(O QUE FAZER): Reúna e copie todas as linhas dos dados em que aparece a palavra "grille".

(Itens armazenados)
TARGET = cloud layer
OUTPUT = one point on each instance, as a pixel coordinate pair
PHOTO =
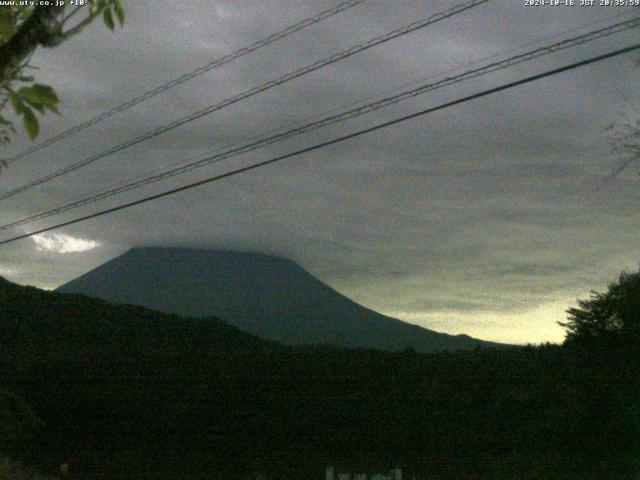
(484, 218)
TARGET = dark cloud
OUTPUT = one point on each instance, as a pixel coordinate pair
(483, 218)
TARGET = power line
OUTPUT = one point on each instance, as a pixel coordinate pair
(254, 91)
(332, 119)
(191, 75)
(331, 142)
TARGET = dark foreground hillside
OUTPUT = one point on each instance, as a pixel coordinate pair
(269, 296)
(125, 392)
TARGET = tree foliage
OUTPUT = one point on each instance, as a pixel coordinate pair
(24, 28)
(613, 316)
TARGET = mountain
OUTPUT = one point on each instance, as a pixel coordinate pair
(268, 296)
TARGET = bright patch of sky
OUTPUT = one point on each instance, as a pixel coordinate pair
(61, 243)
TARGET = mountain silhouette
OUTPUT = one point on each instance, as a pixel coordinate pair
(268, 296)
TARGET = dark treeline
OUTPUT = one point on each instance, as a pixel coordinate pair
(127, 391)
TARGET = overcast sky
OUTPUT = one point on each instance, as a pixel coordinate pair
(482, 219)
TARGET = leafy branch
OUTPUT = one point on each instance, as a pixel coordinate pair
(22, 30)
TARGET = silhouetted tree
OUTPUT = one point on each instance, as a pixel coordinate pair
(613, 316)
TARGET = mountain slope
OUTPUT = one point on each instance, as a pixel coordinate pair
(267, 296)
(48, 325)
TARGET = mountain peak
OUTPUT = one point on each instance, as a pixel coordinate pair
(269, 296)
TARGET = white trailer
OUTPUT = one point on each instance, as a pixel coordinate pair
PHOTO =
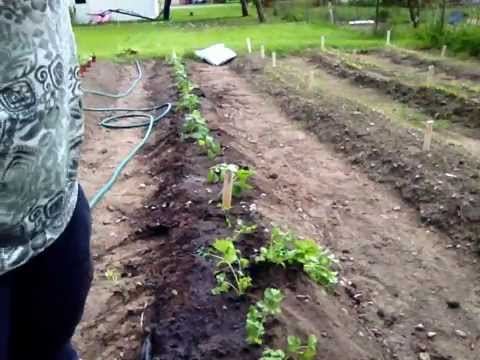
(85, 9)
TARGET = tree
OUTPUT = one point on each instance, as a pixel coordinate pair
(259, 6)
(166, 10)
(442, 16)
(244, 7)
(414, 8)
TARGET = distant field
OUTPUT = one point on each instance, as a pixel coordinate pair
(155, 40)
(198, 26)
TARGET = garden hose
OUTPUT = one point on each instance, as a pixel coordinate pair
(150, 117)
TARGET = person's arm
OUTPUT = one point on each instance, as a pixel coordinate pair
(41, 126)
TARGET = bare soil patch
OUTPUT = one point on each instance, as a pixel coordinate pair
(326, 168)
(435, 102)
(397, 272)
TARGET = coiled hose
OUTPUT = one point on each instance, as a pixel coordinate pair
(151, 116)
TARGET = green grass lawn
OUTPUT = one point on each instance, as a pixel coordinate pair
(211, 24)
(230, 13)
(155, 40)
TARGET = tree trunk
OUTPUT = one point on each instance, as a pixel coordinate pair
(414, 8)
(244, 7)
(261, 14)
(442, 16)
(166, 10)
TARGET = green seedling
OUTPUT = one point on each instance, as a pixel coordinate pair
(295, 350)
(113, 275)
(231, 268)
(259, 313)
(287, 249)
(241, 177)
(209, 145)
(243, 229)
(194, 125)
(255, 326)
(298, 351)
(188, 102)
(269, 354)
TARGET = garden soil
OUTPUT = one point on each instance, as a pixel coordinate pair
(400, 279)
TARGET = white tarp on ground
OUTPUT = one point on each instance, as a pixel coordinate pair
(83, 10)
(362, 22)
(216, 55)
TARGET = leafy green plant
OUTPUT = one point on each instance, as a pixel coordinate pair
(269, 354)
(194, 124)
(209, 145)
(113, 275)
(259, 313)
(241, 177)
(188, 102)
(285, 248)
(297, 351)
(231, 268)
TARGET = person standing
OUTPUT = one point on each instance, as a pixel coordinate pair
(45, 227)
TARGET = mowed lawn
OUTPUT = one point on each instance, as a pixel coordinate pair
(155, 40)
(195, 27)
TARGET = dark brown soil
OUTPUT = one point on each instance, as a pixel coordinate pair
(443, 184)
(186, 321)
(395, 273)
(415, 61)
(434, 102)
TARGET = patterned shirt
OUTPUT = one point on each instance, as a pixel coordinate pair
(41, 127)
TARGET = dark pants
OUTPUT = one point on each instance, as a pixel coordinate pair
(42, 302)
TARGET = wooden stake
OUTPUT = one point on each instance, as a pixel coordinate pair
(227, 190)
(427, 141)
(249, 45)
(444, 51)
(389, 37)
(309, 78)
(330, 11)
(430, 74)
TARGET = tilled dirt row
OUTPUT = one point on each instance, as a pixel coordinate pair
(471, 73)
(185, 320)
(443, 184)
(434, 102)
(407, 291)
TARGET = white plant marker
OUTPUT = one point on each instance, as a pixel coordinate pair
(430, 74)
(427, 141)
(389, 37)
(309, 78)
(227, 190)
(330, 11)
(444, 51)
(249, 45)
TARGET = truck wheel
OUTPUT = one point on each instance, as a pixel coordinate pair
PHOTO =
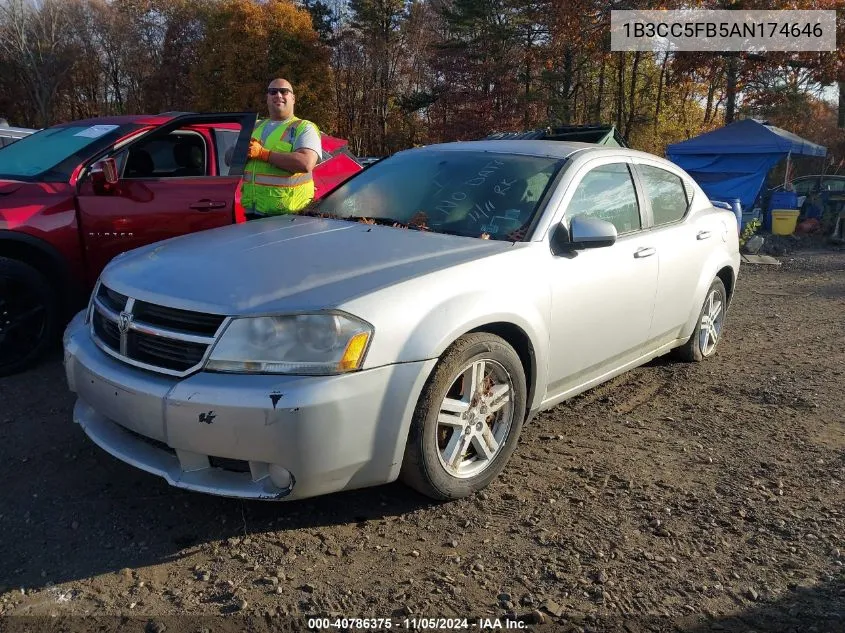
(28, 316)
(468, 419)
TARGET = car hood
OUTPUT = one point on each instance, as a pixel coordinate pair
(8, 187)
(285, 263)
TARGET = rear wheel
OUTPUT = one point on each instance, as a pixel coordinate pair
(468, 420)
(708, 331)
(28, 315)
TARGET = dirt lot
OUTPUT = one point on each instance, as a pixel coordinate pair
(678, 497)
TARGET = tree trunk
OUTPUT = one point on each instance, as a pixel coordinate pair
(660, 89)
(566, 106)
(632, 106)
(711, 92)
(620, 89)
(600, 91)
(841, 121)
(732, 73)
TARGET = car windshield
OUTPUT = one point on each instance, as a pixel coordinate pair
(471, 193)
(54, 153)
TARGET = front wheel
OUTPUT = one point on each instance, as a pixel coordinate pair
(28, 316)
(468, 419)
(708, 331)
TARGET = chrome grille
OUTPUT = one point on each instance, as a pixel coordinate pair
(159, 338)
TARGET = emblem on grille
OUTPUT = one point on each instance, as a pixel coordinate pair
(123, 322)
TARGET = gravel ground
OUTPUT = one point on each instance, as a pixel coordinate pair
(688, 497)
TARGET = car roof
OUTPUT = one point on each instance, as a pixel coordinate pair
(551, 149)
(142, 119)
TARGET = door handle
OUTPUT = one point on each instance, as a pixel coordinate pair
(208, 205)
(646, 251)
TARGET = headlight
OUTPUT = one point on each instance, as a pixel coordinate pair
(315, 344)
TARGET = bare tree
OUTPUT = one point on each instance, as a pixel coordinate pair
(35, 36)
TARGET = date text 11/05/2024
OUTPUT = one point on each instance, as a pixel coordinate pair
(415, 624)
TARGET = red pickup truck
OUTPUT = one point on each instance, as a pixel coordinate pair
(74, 195)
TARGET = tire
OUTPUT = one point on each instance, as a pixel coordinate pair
(450, 455)
(704, 340)
(29, 316)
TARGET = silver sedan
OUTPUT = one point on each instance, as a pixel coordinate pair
(405, 326)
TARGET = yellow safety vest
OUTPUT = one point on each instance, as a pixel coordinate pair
(268, 190)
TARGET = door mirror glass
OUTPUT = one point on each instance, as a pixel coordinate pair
(104, 175)
(587, 232)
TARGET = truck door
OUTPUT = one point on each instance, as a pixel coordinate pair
(175, 179)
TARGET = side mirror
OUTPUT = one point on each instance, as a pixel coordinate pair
(104, 175)
(585, 232)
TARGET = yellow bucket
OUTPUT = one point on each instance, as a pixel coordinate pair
(784, 221)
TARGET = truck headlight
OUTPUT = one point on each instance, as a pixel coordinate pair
(319, 343)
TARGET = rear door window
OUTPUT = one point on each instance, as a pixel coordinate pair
(666, 193)
(607, 193)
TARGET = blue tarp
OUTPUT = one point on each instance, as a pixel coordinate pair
(732, 162)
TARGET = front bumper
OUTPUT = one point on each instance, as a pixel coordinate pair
(247, 436)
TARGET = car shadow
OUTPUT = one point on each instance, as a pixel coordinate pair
(70, 511)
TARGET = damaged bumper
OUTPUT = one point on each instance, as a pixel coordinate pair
(246, 436)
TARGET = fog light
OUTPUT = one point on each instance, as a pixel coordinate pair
(281, 477)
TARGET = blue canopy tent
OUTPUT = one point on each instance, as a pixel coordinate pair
(732, 162)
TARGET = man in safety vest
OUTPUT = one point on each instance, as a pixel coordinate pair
(282, 154)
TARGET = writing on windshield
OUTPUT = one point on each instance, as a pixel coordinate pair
(471, 193)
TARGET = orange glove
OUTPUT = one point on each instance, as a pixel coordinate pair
(257, 151)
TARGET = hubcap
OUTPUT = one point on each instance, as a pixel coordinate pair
(22, 321)
(711, 323)
(475, 418)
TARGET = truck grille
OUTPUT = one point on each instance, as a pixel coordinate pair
(158, 338)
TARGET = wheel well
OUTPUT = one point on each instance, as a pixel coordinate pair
(44, 262)
(519, 340)
(727, 277)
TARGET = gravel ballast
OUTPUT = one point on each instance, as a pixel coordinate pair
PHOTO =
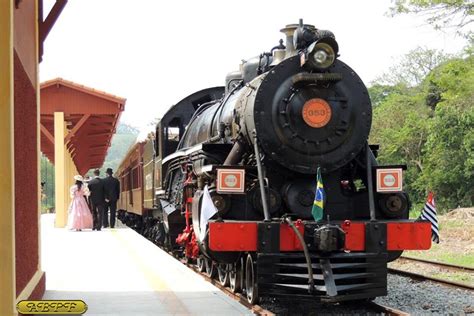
(405, 294)
(426, 297)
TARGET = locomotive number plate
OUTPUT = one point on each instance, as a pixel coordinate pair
(389, 180)
(230, 180)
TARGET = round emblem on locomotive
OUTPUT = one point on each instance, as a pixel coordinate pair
(389, 180)
(230, 180)
(316, 112)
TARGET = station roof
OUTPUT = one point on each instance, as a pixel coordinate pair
(91, 117)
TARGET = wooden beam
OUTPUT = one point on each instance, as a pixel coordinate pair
(47, 25)
(7, 163)
(46, 133)
(76, 127)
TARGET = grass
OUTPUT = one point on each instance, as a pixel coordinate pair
(466, 260)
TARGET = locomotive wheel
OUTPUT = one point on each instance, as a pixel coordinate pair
(200, 263)
(251, 287)
(235, 278)
(211, 270)
(223, 273)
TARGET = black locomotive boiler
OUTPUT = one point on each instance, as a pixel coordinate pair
(231, 179)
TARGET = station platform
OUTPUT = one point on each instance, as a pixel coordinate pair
(118, 272)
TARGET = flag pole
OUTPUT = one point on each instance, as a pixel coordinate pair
(370, 185)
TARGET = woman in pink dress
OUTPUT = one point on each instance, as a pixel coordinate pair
(80, 216)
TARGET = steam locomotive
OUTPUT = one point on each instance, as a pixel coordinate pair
(228, 179)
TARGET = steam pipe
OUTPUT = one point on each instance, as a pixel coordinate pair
(263, 193)
(235, 153)
(370, 184)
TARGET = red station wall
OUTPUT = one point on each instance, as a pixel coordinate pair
(26, 179)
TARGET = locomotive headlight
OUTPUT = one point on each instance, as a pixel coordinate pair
(320, 57)
(322, 54)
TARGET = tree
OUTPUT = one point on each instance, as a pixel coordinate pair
(449, 150)
(430, 127)
(441, 14)
(412, 68)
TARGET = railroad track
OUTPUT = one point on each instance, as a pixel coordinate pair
(447, 266)
(422, 277)
(385, 310)
(258, 310)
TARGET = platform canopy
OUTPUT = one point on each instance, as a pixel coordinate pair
(90, 116)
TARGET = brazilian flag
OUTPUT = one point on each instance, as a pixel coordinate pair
(318, 204)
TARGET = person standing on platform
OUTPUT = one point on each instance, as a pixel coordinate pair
(79, 216)
(112, 194)
(97, 199)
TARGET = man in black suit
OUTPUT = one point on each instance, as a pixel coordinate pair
(97, 199)
(112, 194)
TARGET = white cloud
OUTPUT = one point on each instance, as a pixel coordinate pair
(155, 53)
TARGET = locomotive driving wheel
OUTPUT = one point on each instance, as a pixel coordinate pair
(223, 273)
(211, 270)
(251, 287)
(235, 277)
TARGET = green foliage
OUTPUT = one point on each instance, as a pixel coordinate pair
(430, 127)
(47, 178)
(412, 68)
(125, 137)
(441, 14)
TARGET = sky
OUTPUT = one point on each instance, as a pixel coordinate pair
(155, 53)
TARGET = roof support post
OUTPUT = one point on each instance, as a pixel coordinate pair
(76, 127)
(7, 184)
(46, 133)
(59, 170)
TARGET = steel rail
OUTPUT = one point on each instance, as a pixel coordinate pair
(440, 264)
(386, 310)
(256, 309)
(422, 277)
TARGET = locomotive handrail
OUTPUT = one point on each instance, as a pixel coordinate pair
(306, 253)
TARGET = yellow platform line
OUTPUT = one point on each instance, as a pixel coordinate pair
(167, 295)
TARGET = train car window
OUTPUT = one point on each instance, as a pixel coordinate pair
(135, 179)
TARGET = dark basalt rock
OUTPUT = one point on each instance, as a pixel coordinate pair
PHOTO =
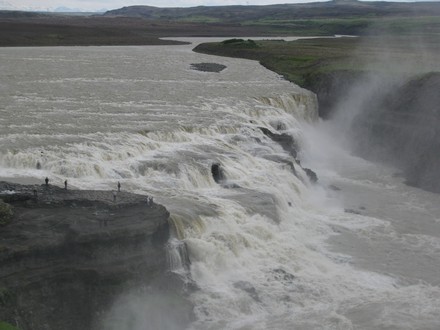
(208, 67)
(402, 127)
(285, 140)
(311, 174)
(217, 173)
(248, 288)
(66, 254)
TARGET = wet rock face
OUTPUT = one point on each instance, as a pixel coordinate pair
(66, 254)
(404, 129)
(217, 173)
(285, 140)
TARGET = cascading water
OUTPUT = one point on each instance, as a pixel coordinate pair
(256, 243)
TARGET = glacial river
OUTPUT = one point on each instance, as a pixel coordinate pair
(268, 249)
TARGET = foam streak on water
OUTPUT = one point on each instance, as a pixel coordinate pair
(258, 244)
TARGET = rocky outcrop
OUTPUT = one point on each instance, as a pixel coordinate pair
(285, 140)
(66, 254)
(208, 67)
(403, 128)
(331, 88)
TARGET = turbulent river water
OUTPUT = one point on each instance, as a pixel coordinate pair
(268, 249)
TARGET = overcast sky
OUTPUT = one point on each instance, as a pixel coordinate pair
(98, 5)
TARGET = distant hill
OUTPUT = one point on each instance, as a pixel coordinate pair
(236, 14)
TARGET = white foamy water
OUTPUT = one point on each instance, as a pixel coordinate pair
(268, 250)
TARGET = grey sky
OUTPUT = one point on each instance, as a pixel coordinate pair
(96, 5)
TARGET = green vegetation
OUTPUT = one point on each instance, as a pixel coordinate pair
(303, 60)
(5, 213)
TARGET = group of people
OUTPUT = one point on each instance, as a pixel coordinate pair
(149, 198)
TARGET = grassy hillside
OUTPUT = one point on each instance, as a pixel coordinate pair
(144, 25)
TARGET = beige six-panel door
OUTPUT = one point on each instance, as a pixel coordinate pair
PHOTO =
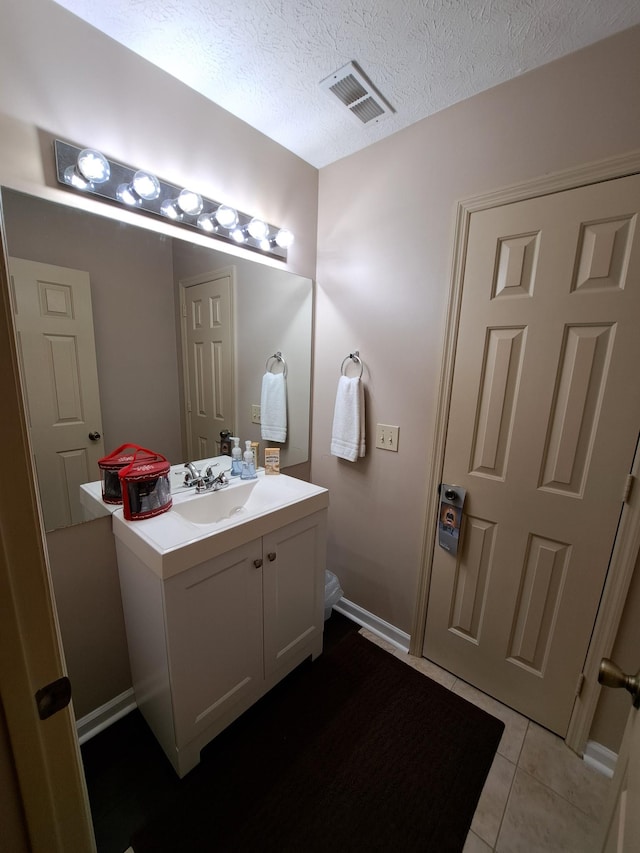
(208, 353)
(54, 322)
(543, 424)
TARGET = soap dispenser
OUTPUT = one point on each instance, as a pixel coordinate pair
(236, 457)
(248, 464)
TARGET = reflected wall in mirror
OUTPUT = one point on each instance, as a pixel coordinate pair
(135, 277)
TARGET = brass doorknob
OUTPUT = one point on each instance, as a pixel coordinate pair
(610, 675)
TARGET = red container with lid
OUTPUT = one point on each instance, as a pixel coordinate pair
(145, 485)
(111, 466)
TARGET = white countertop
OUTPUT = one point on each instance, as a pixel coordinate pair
(169, 543)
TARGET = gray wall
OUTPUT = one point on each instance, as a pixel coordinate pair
(385, 244)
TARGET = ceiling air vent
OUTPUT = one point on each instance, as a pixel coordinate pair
(357, 94)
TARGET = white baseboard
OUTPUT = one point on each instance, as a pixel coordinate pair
(376, 625)
(600, 758)
(100, 719)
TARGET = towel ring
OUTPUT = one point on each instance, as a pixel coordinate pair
(353, 356)
(278, 357)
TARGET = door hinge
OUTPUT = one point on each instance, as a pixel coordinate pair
(628, 487)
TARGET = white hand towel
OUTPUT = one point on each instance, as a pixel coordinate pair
(273, 407)
(347, 437)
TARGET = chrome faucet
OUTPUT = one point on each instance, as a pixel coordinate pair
(204, 482)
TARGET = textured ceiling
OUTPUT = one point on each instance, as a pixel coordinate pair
(263, 60)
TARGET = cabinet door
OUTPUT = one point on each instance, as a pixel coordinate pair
(214, 638)
(293, 581)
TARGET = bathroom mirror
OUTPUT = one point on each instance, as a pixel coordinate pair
(136, 276)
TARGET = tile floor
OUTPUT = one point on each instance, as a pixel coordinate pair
(539, 797)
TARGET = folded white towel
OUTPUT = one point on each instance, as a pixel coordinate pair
(347, 436)
(273, 407)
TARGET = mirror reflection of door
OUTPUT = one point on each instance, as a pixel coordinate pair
(54, 322)
(208, 360)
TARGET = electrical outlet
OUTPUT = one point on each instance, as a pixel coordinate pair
(387, 437)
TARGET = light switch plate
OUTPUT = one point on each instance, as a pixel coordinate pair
(387, 437)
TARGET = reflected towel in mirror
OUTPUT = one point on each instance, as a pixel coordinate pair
(347, 437)
(273, 407)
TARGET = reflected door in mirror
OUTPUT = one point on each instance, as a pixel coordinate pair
(208, 346)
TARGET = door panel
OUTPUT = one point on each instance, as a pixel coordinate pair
(54, 322)
(208, 352)
(544, 418)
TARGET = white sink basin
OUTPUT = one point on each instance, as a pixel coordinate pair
(213, 507)
(198, 527)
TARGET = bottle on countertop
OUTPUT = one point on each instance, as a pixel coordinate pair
(248, 464)
(225, 442)
(236, 457)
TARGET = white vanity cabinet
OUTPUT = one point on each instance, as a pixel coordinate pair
(207, 642)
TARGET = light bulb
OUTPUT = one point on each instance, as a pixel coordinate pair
(227, 217)
(284, 238)
(190, 202)
(75, 179)
(169, 208)
(206, 222)
(258, 229)
(145, 185)
(127, 195)
(93, 166)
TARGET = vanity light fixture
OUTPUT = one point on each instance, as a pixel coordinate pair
(227, 217)
(89, 171)
(284, 238)
(258, 229)
(90, 168)
(143, 187)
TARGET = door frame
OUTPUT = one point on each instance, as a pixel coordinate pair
(46, 752)
(628, 538)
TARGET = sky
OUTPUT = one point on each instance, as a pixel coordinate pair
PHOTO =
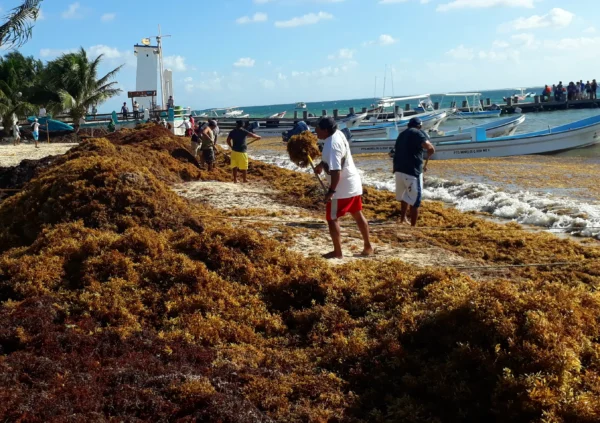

(RESPOSTA):
TARGET = chrome grille
TARGET = emblem on grille
TARGET = truck grille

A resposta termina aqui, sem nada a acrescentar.